--- Instructions to follow ---
What lines in the listing below hold the string "pickup"? Please copy them out.

--- Data provided ---
-------

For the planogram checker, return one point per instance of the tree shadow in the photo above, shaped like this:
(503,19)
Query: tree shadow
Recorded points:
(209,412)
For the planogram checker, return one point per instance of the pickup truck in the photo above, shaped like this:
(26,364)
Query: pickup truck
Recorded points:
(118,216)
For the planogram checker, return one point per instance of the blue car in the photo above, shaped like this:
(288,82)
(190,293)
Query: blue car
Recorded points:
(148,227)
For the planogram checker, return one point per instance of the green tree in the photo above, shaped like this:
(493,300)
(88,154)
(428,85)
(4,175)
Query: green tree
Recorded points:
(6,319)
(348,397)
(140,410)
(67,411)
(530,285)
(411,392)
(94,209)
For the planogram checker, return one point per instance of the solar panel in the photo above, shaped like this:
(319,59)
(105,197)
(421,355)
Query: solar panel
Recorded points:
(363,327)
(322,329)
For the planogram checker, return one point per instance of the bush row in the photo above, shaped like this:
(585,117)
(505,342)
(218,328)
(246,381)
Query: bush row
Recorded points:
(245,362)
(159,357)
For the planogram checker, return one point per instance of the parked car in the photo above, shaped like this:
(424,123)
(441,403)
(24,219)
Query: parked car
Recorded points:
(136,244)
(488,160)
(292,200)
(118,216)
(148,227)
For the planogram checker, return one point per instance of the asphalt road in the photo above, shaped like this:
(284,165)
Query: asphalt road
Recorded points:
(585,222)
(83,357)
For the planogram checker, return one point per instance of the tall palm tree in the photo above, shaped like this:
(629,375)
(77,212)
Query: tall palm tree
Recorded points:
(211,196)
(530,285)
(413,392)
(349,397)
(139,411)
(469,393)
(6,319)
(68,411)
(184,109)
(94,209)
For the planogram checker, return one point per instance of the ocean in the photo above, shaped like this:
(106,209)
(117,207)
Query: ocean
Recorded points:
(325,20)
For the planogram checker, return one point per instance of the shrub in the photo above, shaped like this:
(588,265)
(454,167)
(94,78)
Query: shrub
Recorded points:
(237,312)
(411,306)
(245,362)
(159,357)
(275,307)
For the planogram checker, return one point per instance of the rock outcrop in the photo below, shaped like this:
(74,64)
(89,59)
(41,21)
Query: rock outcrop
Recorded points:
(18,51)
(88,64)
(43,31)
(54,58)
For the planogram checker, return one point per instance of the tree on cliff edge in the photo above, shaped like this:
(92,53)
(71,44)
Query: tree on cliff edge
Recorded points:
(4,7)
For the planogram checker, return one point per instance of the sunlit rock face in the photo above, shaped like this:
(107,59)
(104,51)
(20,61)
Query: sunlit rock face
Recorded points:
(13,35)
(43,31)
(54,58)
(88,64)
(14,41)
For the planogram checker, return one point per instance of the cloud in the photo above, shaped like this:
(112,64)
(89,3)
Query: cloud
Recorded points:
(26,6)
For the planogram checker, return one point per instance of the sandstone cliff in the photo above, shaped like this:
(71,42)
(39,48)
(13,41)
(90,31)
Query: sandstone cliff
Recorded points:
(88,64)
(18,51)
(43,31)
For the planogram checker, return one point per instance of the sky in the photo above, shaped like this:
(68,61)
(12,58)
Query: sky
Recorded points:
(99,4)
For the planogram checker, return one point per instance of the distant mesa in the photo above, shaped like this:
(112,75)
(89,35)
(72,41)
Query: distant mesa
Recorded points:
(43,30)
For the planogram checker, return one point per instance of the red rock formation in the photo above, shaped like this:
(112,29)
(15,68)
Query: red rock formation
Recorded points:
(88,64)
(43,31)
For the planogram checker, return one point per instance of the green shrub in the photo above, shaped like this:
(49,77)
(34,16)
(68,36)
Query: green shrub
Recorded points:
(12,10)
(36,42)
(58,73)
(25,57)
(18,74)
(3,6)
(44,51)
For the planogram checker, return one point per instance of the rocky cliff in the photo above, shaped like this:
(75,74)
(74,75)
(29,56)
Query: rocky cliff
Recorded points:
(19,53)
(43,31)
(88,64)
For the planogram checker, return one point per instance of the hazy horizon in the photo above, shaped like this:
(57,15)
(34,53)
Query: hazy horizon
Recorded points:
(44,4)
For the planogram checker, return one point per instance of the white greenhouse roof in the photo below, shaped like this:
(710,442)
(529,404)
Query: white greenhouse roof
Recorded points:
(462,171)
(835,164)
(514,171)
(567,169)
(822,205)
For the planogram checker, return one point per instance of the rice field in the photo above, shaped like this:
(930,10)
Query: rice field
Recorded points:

-------

--- Your response ---
For the planogram checker, return one point per instance of the pickup truck in the photo above, shaped like this:
Query: pickup truck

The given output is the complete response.